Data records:
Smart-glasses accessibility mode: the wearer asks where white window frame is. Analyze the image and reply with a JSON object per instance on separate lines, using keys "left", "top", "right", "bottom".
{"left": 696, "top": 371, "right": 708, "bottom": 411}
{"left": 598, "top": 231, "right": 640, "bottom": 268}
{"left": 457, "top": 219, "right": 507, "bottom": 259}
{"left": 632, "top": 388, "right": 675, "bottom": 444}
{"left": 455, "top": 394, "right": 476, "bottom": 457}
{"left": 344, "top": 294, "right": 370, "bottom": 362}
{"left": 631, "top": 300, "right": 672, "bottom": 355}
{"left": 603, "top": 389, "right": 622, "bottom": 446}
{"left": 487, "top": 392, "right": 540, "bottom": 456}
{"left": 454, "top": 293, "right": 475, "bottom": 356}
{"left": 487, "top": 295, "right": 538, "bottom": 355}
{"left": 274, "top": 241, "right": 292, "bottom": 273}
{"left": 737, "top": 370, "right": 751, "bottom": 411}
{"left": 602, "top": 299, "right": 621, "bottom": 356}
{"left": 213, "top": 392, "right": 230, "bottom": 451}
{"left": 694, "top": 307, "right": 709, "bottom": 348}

[WORK ORDER] Restate the entries above. Match them exactly.

[RESPONSE TO THIS EXERCISE]
Smart-glasses accessibility mode: the wearer asks where white window frame is. Analyze the image and reply with a JSON object per instance on separate lines, using keys "left", "top", "right", "bottom".
{"left": 696, "top": 371, "right": 708, "bottom": 411}
{"left": 598, "top": 231, "right": 640, "bottom": 268}
{"left": 457, "top": 219, "right": 507, "bottom": 259}
{"left": 632, "top": 388, "right": 675, "bottom": 444}
{"left": 455, "top": 394, "right": 476, "bottom": 457}
{"left": 344, "top": 294, "right": 370, "bottom": 362}
{"left": 631, "top": 300, "right": 672, "bottom": 355}
{"left": 603, "top": 389, "right": 622, "bottom": 446}
{"left": 487, "top": 392, "right": 540, "bottom": 456}
{"left": 454, "top": 293, "right": 475, "bottom": 356}
{"left": 487, "top": 295, "right": 538, "bottom": 355}
{"left": 274, "top": 241, "right": 292, "bottom": 273}
{"left": 737, "top": 370, "right": 751, "bottom": 411}
{"left": 602, "top": 299, "right": 621, "bottom": 356}
{"left": 213, "top": 392, "right": 230, "bottom": 451}
{"left": 694, "top": 307, "right": 709, "bottom": 348}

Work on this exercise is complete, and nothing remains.